DESCRIPTION OF THE TASK.
Copy the lines below verbatim, beginning with the line that includes "Would you be able to indicate the green" and continuing to the end; leave out everything before it.

RECORD EXTRACTS.
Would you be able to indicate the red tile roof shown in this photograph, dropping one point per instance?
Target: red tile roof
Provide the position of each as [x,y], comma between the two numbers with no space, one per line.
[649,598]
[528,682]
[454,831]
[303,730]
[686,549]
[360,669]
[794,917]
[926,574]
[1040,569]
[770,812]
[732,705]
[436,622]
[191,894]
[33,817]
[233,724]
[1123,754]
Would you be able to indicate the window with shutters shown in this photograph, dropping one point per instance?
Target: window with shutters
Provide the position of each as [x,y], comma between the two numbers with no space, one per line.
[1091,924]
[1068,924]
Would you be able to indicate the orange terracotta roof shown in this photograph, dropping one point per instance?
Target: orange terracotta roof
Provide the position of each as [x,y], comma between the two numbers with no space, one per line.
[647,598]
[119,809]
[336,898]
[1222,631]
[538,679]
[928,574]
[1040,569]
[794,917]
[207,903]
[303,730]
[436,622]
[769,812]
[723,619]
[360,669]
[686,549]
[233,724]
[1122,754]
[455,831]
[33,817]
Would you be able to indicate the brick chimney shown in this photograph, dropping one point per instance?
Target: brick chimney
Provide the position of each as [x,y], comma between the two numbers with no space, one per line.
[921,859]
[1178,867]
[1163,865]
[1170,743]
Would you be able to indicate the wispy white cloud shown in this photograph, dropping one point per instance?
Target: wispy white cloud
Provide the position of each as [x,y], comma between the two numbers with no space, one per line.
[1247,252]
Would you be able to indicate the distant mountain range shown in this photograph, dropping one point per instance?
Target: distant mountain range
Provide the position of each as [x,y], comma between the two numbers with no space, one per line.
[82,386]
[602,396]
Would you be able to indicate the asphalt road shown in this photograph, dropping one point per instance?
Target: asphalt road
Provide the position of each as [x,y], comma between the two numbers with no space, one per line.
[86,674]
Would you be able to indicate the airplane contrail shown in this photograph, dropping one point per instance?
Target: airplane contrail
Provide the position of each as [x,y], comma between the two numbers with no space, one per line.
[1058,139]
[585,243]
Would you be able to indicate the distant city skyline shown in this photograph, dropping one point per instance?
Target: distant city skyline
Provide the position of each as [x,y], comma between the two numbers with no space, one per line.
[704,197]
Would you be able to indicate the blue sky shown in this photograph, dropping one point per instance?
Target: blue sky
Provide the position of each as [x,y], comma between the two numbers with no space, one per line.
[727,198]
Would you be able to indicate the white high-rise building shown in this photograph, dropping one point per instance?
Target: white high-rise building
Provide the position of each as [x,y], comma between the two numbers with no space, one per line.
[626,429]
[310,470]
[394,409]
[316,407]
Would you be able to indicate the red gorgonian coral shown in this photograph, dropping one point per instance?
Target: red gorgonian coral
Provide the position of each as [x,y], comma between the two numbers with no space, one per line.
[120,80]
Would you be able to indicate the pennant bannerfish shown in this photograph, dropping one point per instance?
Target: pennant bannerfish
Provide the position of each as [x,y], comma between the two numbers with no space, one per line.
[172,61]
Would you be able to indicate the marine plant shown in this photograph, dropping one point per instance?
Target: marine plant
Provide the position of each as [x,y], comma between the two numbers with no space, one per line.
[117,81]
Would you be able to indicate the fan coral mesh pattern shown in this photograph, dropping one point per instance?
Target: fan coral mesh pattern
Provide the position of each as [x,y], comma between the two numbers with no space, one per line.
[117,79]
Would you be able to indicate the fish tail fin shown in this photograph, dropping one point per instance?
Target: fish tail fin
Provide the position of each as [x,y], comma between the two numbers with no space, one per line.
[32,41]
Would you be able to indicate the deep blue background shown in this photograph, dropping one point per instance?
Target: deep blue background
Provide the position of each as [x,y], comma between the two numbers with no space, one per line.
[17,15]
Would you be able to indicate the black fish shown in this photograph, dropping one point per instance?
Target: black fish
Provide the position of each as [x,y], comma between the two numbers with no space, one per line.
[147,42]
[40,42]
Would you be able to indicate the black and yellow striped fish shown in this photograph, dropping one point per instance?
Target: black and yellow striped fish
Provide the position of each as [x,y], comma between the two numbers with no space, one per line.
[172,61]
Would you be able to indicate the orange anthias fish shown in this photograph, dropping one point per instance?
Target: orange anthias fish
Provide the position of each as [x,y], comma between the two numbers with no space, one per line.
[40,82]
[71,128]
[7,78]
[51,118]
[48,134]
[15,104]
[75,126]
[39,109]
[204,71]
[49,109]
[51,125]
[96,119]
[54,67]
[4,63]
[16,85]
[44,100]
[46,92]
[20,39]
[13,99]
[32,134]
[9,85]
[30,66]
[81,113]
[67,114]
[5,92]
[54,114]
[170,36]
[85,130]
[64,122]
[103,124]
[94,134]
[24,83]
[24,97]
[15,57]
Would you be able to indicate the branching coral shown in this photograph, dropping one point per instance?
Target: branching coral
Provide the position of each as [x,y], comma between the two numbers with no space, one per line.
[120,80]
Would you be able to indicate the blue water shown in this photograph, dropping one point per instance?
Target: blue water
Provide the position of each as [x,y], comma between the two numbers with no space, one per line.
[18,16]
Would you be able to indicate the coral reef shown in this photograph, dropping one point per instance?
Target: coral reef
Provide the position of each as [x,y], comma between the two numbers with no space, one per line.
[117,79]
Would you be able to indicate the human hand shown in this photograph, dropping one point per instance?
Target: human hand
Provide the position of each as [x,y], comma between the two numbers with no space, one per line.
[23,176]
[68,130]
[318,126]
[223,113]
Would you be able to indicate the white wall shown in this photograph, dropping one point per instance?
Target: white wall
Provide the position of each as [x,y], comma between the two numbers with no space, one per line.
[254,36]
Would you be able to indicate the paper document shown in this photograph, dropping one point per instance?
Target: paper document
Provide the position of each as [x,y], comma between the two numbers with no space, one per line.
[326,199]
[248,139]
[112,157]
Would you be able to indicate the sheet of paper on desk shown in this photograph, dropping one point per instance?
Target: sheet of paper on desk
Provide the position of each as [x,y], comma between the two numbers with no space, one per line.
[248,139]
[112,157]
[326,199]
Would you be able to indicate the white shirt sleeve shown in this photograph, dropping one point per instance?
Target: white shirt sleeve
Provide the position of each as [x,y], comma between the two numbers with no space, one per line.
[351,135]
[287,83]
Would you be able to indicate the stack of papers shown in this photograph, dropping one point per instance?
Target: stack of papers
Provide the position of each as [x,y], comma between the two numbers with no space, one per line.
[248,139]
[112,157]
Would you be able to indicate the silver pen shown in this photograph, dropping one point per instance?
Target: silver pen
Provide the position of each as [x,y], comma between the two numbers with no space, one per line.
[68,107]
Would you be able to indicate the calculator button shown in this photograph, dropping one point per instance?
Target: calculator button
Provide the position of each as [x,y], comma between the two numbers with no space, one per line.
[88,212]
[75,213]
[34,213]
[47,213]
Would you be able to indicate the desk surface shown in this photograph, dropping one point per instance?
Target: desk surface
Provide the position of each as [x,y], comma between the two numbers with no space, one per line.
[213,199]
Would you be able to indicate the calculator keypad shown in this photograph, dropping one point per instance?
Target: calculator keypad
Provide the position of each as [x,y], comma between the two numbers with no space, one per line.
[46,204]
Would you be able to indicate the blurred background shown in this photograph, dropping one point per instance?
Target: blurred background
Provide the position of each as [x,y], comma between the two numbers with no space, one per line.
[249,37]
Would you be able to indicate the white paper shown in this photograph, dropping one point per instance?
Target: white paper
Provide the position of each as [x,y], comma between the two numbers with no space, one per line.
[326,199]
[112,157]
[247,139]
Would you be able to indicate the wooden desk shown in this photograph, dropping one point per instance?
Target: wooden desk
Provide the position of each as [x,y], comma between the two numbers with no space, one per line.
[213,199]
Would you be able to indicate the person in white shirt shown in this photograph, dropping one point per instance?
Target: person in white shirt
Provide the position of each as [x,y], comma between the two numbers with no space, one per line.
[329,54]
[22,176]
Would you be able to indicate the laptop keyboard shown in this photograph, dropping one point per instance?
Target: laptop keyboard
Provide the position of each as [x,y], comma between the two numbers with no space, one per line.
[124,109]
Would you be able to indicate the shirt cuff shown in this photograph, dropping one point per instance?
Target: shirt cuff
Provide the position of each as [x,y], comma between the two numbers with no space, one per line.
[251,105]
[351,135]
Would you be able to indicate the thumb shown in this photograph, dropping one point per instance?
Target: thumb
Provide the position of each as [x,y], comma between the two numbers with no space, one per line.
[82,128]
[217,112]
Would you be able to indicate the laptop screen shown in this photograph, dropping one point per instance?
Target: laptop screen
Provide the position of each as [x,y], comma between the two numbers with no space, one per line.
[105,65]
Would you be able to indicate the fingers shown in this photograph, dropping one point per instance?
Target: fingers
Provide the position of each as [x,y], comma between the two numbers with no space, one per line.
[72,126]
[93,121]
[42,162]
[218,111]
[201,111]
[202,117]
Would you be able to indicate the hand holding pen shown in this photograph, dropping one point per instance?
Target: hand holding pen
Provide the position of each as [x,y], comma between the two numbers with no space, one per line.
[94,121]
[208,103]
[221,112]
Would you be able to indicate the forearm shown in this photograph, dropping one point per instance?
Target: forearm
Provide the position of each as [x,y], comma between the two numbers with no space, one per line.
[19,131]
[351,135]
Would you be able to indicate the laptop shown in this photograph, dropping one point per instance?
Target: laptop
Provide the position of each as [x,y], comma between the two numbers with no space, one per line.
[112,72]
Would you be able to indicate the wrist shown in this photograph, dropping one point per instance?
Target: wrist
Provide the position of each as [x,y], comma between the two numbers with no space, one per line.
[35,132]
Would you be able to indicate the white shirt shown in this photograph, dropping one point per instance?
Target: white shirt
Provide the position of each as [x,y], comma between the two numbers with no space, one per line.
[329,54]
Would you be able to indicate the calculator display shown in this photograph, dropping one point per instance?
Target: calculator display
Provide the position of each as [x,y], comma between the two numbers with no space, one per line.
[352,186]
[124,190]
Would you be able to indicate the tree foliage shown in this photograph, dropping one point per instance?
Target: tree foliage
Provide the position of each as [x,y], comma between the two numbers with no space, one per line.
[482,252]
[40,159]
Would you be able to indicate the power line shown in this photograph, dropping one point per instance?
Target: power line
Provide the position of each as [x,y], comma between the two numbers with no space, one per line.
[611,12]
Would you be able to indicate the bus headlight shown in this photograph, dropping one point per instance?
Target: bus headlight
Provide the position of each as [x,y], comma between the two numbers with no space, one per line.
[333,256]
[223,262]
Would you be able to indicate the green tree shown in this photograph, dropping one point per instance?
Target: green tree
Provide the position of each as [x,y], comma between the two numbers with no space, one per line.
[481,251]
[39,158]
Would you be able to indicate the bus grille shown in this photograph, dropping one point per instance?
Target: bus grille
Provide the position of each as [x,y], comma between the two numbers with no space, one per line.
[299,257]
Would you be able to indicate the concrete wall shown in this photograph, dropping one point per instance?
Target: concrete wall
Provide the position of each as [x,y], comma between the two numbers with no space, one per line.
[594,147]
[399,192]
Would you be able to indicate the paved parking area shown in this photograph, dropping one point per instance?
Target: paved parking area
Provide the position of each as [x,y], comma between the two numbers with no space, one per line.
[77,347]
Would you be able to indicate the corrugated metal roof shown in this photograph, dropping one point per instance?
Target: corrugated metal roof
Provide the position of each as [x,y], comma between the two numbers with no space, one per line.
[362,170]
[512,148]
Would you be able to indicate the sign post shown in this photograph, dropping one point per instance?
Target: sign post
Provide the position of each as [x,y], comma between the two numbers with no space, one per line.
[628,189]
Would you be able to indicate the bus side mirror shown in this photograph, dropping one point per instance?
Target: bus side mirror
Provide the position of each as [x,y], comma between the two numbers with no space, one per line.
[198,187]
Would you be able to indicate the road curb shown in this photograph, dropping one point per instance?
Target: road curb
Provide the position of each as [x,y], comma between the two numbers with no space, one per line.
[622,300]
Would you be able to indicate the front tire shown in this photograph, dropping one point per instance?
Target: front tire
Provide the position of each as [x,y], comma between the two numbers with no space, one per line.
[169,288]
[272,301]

REPLY TO THE TASK.
Would you be able to indicate the green tree shown in this photograph, dropping one point per instance?
Target: green tree
Provide the position of each as [x,y], comma between the two numbers with no space, one per line.
[481,251]
[39,158]
Would you be able to indicate the bus grille shown in this photograph, dropping one point per instance?
Target: bus grille
Provide the position of each as [x,y], comma between the two numbers with no space, one per line.
[299,257]
Would you be able to indicate the concrete wall shown in this photograph, dropping one point per instance?
Target: concrete wall
Provide the position of each as [x,y], comma between the two numbers with no space, one per line.
[594,147]
[399,192]
Would you be able to indicate the paved parking area shown in this photograph, dropping one point per instance?
Target: paved parking area
Provide the position of each as [x,y], comma between the two numbers with no space, one per line.
[77,347]
Would you be able to indicate the corrugated metal roof shown in this photograph, dropping one point per instance?
Target: corrugated metal roof
Provide the position of each as [x,y], comma between the two numbers with no space, one per line.
[362,170]
[512,148]
Would you be able to indicate the sign post shown in this photograph, dropping one point per instance?
Target: sign post
Provide the position of each as [x,y], comma between the two numbers with no space, one per line.
[628,189]
Would you be able to indicate the bus side mirror shown in this photograph, dropping one point per instance?
Target: bus side mirror
Provide the position of each as [x,y], comma between the two numbers with no space, one per line.
[198,187]
Would you be able to indicate the road curb shown in this photograph, dropping one point per instance?
Target: road curb
Provide the position of each as [x,y], comma between the two numbers with no space, one per line.
[622,300]
Would you be able to indicate the front tire shown in this photograph, dropping one point per instance?
Target: front tire
Provide the position of each as [x,y], comma between the two numbers with no space, one per line.
[169,288]
[272,301]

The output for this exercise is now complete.